→ **AIM OF THE EXERCISE**
List, in full, each line below that contains the string "post".

→ **RECORDS FOR THIS TASK**
┌──

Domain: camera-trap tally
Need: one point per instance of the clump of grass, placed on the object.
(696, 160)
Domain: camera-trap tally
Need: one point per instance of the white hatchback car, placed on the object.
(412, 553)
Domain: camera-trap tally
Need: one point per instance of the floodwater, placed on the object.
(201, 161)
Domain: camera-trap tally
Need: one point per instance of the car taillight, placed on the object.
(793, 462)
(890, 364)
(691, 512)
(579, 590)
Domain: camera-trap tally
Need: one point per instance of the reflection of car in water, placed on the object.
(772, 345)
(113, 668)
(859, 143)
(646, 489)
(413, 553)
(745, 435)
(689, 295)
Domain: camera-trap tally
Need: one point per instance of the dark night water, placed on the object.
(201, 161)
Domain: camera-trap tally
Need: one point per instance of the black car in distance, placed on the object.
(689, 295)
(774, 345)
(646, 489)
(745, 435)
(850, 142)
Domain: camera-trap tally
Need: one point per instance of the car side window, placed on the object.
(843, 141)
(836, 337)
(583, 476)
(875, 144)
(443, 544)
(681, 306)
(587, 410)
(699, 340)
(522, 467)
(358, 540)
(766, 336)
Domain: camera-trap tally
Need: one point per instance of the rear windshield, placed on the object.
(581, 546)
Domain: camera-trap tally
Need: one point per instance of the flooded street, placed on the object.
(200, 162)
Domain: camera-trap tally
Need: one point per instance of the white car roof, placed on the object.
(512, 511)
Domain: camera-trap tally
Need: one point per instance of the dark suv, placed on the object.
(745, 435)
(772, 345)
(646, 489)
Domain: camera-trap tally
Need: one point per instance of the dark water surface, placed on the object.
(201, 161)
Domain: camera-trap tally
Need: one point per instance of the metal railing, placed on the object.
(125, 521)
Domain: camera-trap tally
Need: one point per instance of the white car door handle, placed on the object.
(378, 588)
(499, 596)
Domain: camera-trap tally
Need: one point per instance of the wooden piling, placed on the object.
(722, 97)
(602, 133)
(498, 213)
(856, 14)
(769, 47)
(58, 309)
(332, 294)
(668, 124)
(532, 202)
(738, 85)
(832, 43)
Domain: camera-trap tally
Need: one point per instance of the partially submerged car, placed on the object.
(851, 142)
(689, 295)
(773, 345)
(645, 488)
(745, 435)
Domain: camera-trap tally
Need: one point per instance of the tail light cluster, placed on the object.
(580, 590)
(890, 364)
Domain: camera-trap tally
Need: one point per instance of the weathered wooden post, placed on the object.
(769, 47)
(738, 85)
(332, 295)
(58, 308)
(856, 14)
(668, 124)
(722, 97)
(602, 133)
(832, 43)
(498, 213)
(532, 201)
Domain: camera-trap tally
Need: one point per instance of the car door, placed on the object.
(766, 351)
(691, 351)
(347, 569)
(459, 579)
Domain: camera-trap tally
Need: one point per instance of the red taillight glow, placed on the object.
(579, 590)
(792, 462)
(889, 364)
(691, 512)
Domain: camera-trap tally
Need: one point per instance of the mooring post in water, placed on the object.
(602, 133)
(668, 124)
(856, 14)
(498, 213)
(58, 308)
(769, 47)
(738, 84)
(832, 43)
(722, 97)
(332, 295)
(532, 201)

└──

→ **EXERCISE OUTPUT**
Need: one point per instance of the weathered wooden post, placed on the object.
Need: one point per instance of the mooring post in water, placed on the object.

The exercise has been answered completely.